» **Task input**:
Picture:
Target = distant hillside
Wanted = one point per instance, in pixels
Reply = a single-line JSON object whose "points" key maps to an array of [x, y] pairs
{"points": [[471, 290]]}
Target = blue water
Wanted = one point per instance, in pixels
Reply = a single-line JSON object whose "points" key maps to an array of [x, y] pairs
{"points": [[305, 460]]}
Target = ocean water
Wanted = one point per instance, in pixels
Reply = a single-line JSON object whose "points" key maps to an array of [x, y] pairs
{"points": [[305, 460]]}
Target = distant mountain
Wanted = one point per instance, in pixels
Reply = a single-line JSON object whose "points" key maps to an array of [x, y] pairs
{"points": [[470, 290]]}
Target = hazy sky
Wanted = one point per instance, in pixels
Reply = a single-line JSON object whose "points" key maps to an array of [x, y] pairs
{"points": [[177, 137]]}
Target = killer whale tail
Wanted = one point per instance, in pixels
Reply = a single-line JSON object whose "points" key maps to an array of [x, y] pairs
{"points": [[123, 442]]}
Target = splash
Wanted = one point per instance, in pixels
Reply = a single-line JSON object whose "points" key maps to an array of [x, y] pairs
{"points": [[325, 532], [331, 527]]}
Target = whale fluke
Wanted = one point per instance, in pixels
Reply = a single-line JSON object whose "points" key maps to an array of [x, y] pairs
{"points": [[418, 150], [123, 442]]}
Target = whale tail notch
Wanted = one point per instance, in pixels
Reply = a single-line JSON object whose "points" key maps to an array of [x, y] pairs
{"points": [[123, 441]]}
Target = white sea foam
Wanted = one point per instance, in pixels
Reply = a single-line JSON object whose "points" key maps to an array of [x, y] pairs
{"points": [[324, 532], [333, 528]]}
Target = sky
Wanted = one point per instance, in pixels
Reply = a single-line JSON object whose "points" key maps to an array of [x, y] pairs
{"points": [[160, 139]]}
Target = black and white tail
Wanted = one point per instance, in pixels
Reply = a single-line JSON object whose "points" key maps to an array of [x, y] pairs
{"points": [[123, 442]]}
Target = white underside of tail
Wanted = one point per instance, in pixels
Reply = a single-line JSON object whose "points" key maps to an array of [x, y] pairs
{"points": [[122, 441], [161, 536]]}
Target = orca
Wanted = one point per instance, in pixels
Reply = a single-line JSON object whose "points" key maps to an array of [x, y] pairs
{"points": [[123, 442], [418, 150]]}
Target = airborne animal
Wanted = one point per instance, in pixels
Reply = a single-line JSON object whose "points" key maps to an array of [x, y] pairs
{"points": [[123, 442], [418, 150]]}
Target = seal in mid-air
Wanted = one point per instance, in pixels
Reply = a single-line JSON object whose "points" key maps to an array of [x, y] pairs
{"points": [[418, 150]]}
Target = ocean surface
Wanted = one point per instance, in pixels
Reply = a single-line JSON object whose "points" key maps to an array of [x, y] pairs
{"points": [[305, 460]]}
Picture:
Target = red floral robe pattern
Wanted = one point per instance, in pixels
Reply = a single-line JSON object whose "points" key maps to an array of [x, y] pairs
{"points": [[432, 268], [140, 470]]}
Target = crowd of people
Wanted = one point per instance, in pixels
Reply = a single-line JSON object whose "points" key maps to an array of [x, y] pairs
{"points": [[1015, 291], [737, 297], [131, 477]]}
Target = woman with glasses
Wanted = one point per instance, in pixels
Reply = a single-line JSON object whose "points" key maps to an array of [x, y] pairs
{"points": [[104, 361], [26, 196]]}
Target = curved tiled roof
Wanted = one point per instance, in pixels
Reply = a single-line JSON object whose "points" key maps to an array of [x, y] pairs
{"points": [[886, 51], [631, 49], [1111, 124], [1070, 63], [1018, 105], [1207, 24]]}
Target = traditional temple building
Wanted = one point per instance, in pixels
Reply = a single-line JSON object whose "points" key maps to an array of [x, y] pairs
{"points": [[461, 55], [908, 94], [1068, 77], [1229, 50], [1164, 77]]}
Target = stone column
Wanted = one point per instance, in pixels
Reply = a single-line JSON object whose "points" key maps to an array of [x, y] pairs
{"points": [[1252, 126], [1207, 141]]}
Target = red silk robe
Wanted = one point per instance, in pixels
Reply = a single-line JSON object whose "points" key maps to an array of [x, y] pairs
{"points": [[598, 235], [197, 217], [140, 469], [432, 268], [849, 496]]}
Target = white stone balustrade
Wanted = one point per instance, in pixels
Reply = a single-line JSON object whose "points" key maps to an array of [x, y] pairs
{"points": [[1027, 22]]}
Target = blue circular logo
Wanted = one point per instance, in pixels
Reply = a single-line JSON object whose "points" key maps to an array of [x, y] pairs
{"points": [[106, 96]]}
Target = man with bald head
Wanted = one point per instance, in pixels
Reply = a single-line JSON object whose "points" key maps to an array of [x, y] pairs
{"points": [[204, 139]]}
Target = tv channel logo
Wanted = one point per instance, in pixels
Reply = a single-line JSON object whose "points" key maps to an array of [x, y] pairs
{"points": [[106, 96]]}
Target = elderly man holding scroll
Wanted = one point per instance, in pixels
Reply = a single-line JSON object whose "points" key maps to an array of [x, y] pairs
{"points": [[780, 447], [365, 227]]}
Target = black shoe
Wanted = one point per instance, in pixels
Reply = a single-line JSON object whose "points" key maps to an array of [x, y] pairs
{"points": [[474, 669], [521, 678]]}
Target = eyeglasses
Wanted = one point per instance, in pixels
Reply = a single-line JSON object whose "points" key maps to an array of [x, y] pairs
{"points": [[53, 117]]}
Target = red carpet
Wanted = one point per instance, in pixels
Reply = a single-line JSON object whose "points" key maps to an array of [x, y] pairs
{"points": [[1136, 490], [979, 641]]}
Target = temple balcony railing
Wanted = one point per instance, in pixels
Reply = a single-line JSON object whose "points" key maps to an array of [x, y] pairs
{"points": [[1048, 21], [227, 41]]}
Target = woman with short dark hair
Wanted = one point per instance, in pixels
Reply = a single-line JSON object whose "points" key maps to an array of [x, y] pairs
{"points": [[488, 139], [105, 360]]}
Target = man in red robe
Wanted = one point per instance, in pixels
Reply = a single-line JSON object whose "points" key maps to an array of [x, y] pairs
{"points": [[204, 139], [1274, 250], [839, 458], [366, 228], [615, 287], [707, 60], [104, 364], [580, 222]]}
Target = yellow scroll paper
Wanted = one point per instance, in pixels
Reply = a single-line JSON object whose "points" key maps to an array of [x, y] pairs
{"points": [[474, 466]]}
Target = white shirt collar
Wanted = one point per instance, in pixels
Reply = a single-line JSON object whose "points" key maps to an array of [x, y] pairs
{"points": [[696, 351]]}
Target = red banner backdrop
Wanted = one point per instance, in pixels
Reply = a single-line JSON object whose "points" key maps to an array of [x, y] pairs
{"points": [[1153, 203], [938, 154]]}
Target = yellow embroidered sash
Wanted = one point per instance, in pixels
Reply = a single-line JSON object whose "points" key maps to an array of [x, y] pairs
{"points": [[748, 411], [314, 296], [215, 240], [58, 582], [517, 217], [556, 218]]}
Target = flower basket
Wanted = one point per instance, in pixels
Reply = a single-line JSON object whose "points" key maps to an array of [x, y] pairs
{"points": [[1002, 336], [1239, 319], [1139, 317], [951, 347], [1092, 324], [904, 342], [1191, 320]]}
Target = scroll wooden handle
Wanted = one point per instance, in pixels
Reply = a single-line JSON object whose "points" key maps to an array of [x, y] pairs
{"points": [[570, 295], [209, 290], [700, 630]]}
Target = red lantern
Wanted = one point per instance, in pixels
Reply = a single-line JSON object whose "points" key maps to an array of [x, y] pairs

» **Exercise details**:
Report the number of lines in the material above that include the string "water". Nothing else belongs in the answer.

» **Answer space**:
2